(RECORDS FOR PROCESSING):
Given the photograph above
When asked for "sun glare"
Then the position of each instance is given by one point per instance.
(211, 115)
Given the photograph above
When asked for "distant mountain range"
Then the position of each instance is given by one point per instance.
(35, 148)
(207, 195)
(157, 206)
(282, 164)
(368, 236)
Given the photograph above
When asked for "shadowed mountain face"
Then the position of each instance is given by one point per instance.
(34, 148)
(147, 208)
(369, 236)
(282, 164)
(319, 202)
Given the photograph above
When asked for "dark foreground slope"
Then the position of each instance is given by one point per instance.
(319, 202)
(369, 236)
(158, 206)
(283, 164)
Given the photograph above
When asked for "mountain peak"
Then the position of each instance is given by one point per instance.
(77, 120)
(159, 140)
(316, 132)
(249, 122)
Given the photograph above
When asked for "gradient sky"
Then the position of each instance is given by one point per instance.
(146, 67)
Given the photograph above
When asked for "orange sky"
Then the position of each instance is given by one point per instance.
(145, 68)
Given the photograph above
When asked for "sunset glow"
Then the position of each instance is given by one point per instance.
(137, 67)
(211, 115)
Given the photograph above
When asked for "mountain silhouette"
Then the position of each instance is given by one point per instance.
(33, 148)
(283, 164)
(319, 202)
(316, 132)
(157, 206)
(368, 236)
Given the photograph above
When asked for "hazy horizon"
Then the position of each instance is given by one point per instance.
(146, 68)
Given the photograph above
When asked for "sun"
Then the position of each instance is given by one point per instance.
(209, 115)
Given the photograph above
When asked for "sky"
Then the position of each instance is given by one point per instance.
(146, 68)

==

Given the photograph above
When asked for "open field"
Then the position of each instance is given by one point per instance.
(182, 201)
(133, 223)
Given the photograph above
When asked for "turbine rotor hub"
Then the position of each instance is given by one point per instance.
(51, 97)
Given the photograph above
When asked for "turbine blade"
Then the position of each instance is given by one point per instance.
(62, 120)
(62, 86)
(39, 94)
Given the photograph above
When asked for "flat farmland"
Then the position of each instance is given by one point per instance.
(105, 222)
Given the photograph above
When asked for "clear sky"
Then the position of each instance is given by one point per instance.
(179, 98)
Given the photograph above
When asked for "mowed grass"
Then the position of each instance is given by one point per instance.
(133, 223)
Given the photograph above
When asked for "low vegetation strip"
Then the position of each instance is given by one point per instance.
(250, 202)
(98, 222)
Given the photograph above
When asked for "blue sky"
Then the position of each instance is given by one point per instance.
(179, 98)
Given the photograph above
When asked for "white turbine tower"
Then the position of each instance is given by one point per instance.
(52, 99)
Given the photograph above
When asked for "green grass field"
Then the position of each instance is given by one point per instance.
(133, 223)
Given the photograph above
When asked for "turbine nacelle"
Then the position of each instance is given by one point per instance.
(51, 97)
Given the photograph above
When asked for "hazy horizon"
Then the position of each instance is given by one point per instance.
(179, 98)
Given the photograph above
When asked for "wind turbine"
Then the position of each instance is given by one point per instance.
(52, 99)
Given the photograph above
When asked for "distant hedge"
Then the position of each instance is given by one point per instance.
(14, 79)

==

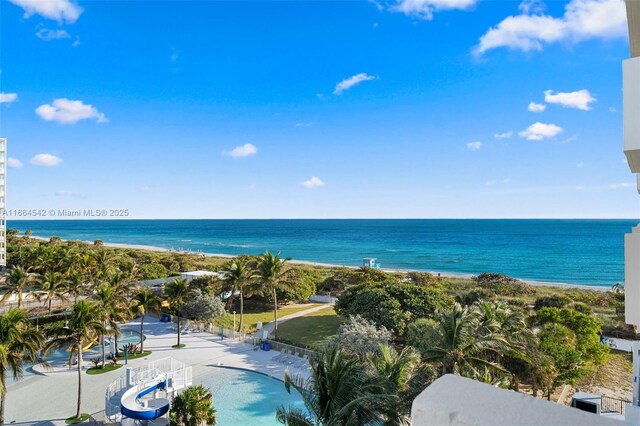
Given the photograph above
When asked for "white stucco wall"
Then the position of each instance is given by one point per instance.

(ASSIGNMENT): What lines in the material above include "distant"? Copy every one of them.

(ANSWER BOX):
When asked for "distant mountain range"
When asked for "distant hedge"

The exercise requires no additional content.